Gather all lines in the entries that include the word "outline".

■ INFORMATION GIVEN:
★ ★ ★

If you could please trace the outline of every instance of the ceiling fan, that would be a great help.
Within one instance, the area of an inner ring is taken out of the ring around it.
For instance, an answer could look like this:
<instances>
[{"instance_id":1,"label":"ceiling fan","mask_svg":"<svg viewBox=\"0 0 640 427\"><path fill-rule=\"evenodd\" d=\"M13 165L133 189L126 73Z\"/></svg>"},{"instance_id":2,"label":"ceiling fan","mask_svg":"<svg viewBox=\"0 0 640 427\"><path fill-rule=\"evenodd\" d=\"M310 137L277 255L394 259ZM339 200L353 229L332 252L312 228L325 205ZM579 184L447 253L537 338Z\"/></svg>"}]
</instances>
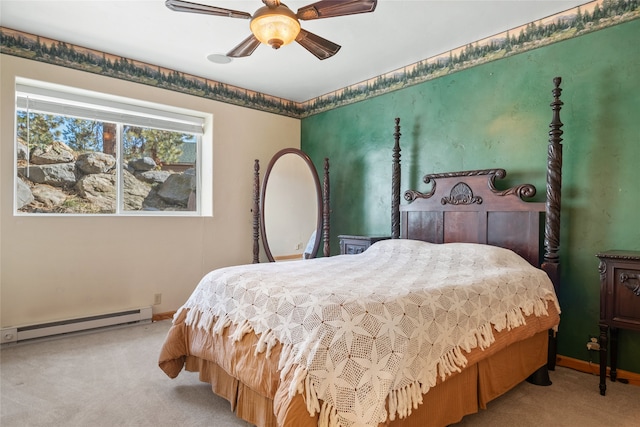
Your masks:
<instances>
[{"instance_id":1,"label":"ceiling fan","mask_svg":"<svg viewBox=\"0 0 640 427\"><path fill-rule=\"evenodd\" d=\"M166 0L165 5L177 12L192 12L228 18L250 19L251 35L231 49L227 56L240 58L251 55L260 43L274 49L298 42L318 59L327 59L338 53L340 45L300 28L300 21L333 18L356 13L373 12L377 0L322 0L298 9L293 13L279 0L262 0L265 4L253 15L247 12L192 3L184 0Z\"/></svg>"}]
</instances>

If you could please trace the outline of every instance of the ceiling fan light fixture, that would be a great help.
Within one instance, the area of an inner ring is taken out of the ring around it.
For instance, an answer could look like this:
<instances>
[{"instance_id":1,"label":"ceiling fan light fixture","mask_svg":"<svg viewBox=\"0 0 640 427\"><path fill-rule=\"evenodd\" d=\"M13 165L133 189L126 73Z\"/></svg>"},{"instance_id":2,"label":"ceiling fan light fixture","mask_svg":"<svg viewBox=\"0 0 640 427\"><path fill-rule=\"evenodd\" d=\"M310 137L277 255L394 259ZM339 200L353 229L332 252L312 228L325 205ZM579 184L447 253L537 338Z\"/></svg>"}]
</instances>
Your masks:
<instances>
[{"instance_id":1,"label":"ceiling fan light fixture","mask_svg":"<svg viewBox=\"0 0 640 427\"><path fill-rule=\"evenodd\" d=\"M251 32L261 43L274 49L294 41L300 32L296 15L282 3L278 7L263 6L251 18Z\"/></svg>"}]
</instances>

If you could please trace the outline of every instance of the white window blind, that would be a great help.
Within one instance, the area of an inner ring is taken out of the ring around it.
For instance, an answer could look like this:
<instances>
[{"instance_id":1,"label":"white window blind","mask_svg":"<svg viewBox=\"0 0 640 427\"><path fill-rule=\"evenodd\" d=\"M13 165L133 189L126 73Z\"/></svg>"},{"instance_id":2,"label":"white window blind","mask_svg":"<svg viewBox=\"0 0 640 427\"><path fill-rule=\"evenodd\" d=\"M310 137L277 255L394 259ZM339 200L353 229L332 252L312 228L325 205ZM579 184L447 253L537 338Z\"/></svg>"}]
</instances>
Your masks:
<instances>
[{"instance_id":1,"label":"white window blind","mask_svg":"<svg viewBox=\"0 0 640 427\"><path fill-rule=\"evenodd\" d=\"M16 85L16 97L16 106L31 112L117 122L196 135L202 135L204 132L203 117L159 110L123 100L25 84Z\"/></svg>"}]
</instances>

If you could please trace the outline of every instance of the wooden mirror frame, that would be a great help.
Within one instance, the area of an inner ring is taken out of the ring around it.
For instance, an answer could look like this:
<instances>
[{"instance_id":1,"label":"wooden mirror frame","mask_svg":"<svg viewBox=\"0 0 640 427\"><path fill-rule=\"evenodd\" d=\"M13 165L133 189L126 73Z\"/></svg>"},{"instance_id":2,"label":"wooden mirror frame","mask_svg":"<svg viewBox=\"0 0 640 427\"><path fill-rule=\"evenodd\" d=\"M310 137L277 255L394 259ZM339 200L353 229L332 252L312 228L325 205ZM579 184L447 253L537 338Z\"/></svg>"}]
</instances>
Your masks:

★ ★ ★

■ OUTPUT OF THE EXERCISE:
If you could please trace the outline of every instance of the ceiling fan, that would be a great help.
If you could please trace the outline of every instance of the ceiling fan light fixture, that would be a great help.
If you could please trace the outline of every instance of the white window blind, that would be a great help.
If you could please trace the outline of every instance of the wooden mirror frame, that would be a great help.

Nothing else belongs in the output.